INSTRUCTIONS FOR THE TASK -
Could you restate word for word every line from the one containing "Could you pick" to the end of the records, and nothing else?

==========

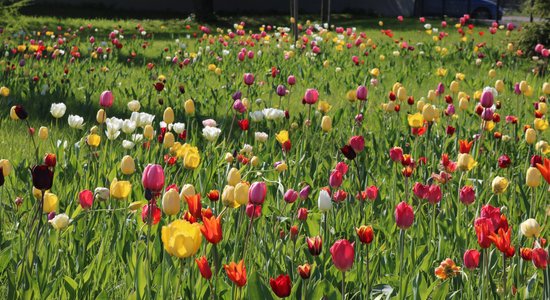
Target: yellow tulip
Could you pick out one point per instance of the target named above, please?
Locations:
(168, 115)
(241, 193)
(43, 133)
(541, 124)
(127, 165)
(326, 123)
(282, 136)
(499, 185)
(51, 202)
(454, 86)
(120, 189)
(93, 140)
(530, 136)
(429, 113)
(189, 107)
(171, 202)
(6, 167)
(530, 228)
(233, 177)
(533, 177)
(181, 238)
(187, 190)
(465, 162)
(169, 140)
(228, 197)
(416, 120)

==========

ANSWER BOX -
Could you pick out one point per instance of the target named above, please?
Locations:
(168, 115)
(241, 193)
(43, 133)
(541, 124)
(127, 165)
(326, 123)
(282, 136)
(499, 185)
(51, 202)
(454, 86)
(120, 189)
(93, 140)
(530, 136)
(429, 113)
(189, 107)
(171, 202)
(6, 167)
(530, 228)
(233, 177)
(533, 177)
(181, 238)
(187, 190)
(465, 162)
(169, 140)
(228, 197)
(416, 120)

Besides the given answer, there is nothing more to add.